给定任务: 从下列条目中挑出所有含有字符串“salt”的行并逐行抄出，大小写须完全一致。

条目列表:

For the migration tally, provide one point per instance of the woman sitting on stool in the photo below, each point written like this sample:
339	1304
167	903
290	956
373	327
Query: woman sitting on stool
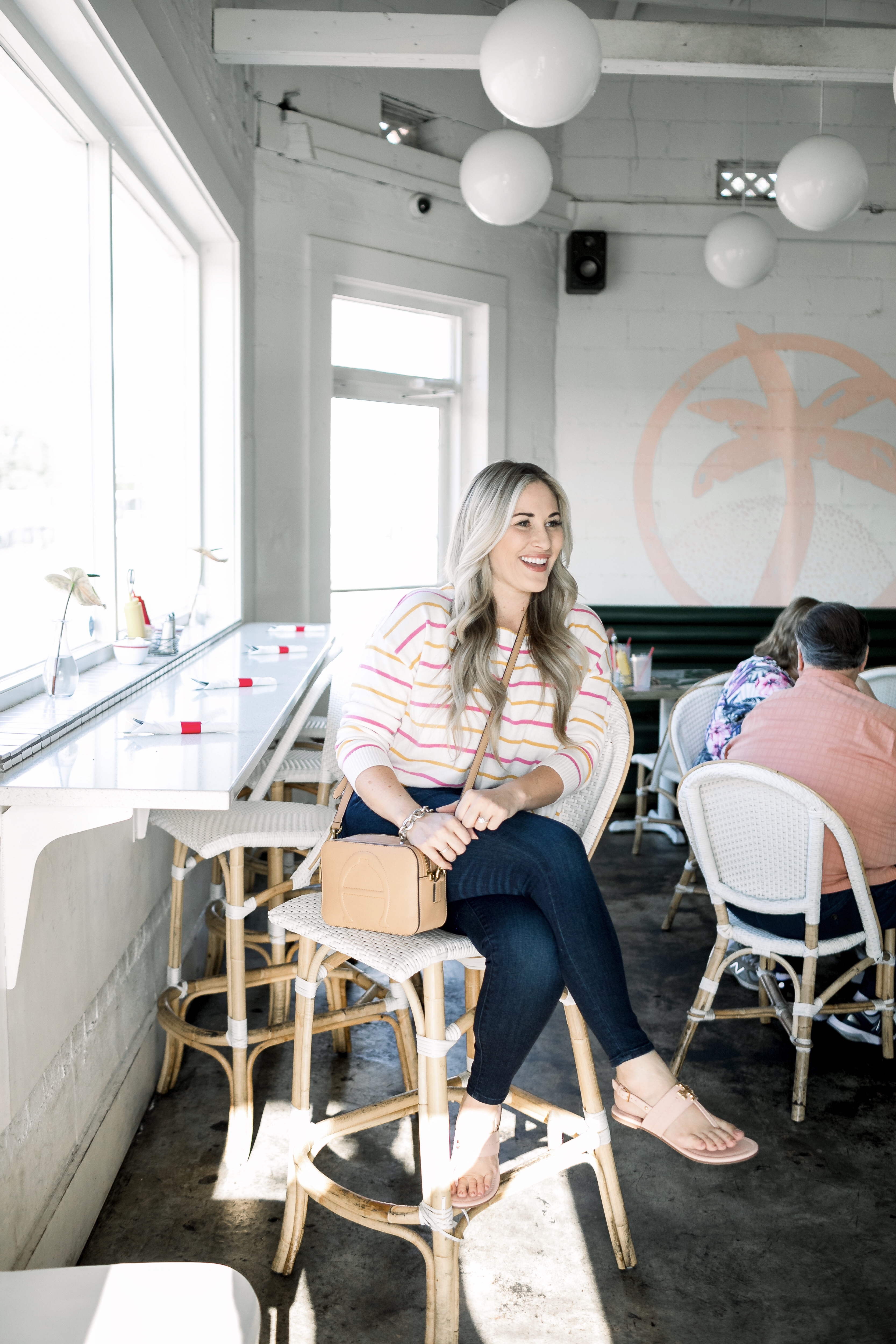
519	885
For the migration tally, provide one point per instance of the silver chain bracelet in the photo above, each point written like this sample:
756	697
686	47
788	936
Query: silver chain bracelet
409	823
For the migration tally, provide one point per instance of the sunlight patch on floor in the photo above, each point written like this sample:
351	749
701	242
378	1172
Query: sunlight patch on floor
526	1268
264	1177
303	1328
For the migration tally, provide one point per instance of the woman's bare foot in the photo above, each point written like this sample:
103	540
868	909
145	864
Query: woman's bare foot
649	1078
475	1123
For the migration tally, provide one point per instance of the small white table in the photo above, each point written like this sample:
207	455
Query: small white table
667	694
97	776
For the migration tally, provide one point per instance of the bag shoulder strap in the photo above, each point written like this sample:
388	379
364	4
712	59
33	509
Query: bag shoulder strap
344	791
506	682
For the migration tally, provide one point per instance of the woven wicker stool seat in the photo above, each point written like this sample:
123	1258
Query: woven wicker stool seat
397	956
248	824
224	838
573	1139
301	765
315	726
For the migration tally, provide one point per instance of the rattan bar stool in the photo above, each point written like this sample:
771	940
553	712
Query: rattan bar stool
226	835
688	725
307	767
399	959
323	948
758	837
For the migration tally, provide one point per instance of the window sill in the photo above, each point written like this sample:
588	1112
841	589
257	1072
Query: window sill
30	720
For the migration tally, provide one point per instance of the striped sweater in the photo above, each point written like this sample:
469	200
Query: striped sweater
397	712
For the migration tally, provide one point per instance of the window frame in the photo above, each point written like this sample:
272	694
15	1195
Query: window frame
76	68
480	300
447	394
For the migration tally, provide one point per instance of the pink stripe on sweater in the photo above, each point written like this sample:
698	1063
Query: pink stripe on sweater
366	667
572	759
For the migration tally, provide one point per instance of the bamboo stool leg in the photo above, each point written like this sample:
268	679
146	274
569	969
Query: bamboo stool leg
605	1167
240	1132
434	1160
703	1000
338	998
408	1037
174	1049
296	1206
888	978
216	949
279	1010
687	881
765	964
640	810
802	1029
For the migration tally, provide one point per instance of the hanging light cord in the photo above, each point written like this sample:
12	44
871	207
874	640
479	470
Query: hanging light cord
743	148
821	96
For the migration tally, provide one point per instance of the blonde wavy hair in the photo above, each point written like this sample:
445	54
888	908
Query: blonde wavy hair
561	658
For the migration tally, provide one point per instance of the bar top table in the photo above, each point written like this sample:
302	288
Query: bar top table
667	687
96	775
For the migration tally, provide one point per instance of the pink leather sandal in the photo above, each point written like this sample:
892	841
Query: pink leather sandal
491	1148
656	1121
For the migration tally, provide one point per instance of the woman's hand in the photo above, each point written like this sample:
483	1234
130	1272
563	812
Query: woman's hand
441	837
486	810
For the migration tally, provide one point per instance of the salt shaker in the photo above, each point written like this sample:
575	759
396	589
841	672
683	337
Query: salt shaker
169	643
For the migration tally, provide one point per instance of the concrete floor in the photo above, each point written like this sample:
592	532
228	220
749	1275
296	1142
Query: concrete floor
796	1246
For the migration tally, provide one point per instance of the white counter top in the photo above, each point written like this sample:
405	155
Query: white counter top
100	767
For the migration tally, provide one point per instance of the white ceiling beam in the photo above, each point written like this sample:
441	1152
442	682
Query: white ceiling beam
452	42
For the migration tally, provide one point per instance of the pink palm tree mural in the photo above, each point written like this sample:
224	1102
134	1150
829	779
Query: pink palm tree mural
796	436
782	431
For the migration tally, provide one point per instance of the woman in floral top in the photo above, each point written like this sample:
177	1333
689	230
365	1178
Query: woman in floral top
773	667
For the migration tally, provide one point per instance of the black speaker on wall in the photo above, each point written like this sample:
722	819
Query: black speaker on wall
586	261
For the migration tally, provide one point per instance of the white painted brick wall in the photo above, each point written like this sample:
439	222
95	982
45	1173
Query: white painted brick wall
620	353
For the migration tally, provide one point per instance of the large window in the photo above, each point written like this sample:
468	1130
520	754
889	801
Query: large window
156	384
393	420
46	448
119	359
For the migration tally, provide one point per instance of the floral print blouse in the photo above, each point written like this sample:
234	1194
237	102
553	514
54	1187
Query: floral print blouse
753	681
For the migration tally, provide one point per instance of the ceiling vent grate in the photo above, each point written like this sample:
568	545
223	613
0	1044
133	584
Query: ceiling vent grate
399	121
737	181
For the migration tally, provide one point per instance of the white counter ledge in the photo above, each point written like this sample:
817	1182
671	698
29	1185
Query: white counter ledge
96	776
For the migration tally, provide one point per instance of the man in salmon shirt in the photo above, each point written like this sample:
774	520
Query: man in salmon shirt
841	744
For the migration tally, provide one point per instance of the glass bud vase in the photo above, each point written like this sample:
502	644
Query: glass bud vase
61	670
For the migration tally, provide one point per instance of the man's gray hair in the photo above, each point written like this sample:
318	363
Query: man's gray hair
833	636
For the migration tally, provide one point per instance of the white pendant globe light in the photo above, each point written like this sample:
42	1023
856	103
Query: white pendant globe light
541	62
820	183
506	178
741	251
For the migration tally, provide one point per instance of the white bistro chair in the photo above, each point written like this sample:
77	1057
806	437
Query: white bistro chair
758	837
323	947
225	837
883	683
688	725
128	1304
654	768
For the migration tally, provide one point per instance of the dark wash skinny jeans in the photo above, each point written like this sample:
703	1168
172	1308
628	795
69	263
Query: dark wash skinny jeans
527	898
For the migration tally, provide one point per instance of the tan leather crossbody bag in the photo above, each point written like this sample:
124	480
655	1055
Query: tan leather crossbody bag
383	884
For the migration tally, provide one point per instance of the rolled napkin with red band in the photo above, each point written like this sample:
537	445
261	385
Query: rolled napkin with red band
277	648
296	630
177	728
234	683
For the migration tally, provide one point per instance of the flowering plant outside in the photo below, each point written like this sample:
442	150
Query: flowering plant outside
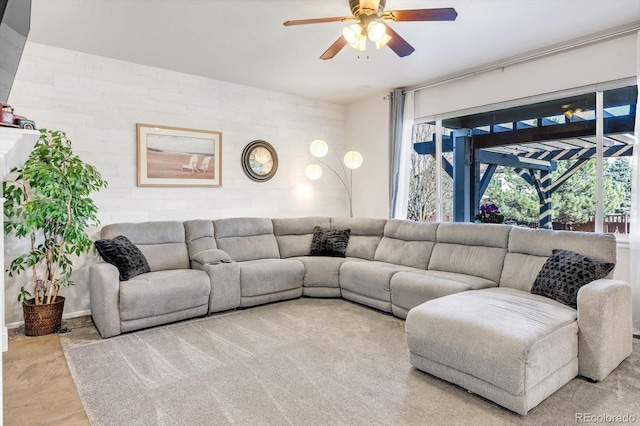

本题解答:
For the migration tally, provide one point per instance of the salt shaker in the photo above, each point written like this sample:
Query: salt shaker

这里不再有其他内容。